** Given data follows **

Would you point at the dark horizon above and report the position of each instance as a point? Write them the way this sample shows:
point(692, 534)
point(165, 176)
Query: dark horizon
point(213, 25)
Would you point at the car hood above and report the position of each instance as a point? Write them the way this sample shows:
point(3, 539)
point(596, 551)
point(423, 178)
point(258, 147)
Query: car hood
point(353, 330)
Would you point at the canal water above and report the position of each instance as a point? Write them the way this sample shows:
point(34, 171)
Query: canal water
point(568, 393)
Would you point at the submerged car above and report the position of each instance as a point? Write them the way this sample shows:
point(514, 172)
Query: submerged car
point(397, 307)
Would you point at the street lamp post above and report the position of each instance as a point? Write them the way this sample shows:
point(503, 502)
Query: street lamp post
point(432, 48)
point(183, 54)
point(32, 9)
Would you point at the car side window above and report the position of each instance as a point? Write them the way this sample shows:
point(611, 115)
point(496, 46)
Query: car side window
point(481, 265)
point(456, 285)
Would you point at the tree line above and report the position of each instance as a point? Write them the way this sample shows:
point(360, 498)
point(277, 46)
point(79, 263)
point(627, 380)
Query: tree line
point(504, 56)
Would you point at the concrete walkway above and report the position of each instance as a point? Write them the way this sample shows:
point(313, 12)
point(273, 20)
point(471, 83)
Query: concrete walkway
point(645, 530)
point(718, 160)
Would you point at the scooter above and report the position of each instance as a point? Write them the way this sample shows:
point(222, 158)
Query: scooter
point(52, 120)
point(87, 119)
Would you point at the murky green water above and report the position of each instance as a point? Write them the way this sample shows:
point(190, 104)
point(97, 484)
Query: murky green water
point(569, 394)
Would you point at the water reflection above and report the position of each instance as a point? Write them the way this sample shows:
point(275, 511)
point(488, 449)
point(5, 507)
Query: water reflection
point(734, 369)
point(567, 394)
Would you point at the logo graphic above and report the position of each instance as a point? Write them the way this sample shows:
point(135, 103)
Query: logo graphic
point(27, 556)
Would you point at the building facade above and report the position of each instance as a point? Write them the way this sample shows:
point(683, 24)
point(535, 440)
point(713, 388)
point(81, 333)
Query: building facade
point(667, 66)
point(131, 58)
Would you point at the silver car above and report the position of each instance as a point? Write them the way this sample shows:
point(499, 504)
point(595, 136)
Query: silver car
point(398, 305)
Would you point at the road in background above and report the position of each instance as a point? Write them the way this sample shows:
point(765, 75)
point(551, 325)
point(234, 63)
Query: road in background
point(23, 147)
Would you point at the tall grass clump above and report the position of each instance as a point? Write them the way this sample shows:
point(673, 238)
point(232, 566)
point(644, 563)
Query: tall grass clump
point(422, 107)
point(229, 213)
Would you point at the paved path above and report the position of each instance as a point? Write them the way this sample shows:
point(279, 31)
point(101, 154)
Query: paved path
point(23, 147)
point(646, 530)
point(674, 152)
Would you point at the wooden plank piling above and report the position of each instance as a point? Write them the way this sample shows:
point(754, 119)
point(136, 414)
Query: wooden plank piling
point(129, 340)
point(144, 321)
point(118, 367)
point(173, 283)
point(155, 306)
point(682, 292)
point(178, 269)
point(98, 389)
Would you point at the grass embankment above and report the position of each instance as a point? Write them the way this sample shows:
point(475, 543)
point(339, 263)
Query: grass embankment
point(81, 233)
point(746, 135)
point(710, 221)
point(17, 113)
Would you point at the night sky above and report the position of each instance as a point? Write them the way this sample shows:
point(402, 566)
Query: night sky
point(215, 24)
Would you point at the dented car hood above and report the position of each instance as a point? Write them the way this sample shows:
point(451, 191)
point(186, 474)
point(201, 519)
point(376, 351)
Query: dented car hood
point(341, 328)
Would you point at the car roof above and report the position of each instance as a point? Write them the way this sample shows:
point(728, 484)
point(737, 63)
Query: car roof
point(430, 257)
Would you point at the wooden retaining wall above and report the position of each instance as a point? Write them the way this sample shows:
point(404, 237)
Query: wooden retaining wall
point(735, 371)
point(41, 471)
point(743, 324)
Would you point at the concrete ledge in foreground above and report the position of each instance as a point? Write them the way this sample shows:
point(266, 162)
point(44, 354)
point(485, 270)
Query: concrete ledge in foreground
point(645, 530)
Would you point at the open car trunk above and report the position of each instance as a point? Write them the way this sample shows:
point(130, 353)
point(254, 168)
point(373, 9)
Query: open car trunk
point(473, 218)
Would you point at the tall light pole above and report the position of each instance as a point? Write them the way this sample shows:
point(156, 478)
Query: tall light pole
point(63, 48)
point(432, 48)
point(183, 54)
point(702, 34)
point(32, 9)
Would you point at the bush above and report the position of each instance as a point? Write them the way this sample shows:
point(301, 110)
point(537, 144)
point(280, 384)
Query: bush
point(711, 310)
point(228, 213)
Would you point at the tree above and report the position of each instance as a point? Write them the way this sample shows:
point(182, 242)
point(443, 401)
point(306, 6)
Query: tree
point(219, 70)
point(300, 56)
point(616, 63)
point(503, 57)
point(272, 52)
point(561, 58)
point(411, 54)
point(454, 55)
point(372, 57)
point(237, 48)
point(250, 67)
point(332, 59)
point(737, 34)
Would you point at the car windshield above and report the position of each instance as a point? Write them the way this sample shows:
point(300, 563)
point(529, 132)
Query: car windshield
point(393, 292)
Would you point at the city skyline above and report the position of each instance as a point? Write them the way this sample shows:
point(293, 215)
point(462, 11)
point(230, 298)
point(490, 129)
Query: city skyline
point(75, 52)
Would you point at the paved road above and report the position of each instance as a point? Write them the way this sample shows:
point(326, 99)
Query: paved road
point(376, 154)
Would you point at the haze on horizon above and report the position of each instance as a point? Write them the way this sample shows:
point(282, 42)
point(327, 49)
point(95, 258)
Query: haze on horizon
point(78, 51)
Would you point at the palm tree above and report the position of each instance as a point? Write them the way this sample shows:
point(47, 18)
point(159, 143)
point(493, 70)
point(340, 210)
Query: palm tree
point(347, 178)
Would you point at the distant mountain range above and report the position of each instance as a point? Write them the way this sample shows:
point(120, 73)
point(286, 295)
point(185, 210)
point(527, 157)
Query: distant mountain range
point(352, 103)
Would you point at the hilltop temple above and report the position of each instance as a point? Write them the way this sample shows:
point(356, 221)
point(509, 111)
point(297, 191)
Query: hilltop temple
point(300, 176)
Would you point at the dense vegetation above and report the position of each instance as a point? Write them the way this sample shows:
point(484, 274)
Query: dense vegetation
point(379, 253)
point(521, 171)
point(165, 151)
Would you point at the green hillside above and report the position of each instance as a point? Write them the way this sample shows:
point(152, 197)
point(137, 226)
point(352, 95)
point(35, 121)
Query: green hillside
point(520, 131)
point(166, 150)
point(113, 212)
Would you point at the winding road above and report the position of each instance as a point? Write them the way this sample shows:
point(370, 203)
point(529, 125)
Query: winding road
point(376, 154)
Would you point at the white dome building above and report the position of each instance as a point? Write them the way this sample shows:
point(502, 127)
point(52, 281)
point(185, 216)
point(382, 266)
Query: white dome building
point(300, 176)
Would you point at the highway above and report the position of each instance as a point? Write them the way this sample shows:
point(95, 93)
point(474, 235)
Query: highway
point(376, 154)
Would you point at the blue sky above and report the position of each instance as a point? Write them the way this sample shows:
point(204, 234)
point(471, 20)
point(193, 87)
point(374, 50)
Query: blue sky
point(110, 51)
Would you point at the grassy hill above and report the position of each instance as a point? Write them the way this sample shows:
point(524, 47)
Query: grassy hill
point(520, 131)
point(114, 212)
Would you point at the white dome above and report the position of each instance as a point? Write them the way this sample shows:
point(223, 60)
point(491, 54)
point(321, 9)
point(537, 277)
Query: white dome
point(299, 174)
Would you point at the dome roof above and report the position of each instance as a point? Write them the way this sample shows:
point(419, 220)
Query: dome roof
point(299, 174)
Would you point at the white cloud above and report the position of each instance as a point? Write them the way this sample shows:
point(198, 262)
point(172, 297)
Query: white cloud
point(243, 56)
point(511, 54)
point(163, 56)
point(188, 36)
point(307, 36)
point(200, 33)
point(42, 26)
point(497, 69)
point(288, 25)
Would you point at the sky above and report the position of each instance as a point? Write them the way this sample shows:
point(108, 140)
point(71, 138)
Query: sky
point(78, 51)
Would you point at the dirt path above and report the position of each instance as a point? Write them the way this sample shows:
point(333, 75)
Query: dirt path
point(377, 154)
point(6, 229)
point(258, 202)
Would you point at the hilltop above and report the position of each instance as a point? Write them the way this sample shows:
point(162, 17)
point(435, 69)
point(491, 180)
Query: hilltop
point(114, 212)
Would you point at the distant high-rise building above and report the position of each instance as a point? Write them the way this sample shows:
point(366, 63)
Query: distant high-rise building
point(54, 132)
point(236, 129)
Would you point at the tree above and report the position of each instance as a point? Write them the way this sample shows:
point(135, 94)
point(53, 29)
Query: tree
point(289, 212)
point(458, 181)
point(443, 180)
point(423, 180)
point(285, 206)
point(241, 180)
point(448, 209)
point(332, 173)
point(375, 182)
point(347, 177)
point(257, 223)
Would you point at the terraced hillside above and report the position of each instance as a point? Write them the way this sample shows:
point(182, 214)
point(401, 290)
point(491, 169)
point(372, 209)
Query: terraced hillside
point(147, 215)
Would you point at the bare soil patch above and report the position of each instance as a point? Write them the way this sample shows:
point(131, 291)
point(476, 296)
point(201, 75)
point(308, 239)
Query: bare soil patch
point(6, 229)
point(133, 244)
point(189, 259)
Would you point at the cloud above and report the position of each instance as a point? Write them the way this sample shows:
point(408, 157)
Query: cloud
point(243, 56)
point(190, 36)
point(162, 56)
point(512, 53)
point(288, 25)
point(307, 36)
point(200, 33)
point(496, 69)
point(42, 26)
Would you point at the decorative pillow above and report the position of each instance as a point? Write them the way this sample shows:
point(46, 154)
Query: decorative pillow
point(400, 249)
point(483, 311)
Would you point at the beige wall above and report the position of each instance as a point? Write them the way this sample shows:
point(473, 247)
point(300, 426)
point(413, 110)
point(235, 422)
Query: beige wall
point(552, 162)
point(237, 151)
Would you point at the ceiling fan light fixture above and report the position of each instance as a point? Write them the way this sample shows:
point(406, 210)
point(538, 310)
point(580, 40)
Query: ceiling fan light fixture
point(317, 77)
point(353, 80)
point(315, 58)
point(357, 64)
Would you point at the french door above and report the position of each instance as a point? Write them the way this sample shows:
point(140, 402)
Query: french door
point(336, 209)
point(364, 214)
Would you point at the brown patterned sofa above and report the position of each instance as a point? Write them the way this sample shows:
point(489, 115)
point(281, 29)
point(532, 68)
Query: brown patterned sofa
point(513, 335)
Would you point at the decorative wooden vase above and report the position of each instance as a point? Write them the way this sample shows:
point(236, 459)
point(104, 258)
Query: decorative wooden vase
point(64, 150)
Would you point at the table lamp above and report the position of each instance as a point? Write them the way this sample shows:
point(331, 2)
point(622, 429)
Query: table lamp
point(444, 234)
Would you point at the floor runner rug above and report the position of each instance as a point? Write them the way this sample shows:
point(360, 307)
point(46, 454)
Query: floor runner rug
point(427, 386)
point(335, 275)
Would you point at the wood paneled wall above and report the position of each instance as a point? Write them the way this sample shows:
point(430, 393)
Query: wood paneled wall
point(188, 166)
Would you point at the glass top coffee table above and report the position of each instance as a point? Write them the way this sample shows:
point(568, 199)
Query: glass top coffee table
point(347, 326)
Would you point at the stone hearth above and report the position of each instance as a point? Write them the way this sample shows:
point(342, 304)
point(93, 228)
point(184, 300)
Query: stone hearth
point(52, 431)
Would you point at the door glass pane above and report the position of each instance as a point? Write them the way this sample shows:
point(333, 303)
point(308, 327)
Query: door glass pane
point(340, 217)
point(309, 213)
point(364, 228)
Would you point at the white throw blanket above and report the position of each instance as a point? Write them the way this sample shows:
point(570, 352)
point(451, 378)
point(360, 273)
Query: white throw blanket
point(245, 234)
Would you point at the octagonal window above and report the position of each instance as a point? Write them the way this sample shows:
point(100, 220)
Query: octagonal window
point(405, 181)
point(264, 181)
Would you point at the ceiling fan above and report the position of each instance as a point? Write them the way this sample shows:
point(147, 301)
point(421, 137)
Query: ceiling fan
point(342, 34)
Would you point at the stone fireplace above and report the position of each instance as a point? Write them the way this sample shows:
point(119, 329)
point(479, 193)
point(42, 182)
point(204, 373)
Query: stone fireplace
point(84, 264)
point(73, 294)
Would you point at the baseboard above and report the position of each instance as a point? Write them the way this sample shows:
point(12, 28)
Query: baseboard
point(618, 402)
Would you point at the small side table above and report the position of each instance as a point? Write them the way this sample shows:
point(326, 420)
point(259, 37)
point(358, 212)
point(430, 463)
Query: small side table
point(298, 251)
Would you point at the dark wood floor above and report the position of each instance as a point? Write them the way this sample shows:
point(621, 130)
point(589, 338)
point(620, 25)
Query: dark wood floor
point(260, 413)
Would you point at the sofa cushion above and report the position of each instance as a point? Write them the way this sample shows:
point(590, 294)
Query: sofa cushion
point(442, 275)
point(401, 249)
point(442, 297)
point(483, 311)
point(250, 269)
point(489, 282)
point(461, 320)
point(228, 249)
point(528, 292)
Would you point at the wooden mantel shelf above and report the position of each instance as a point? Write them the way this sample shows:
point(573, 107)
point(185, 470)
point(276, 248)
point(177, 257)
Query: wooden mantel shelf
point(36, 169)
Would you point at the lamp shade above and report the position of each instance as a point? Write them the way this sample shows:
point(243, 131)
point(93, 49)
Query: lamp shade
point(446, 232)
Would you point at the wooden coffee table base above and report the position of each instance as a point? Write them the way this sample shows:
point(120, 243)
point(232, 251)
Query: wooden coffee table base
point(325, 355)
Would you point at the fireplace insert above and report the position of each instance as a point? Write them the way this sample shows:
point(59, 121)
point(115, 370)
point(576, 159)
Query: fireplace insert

** End of Given data **

Look above for every line with the word "insert" and copy it.

- [The completed task]:
Would you point at the fireplace insert above and report the position of each instance as a point? Write them the way this sample shows:
Query: fireplace insert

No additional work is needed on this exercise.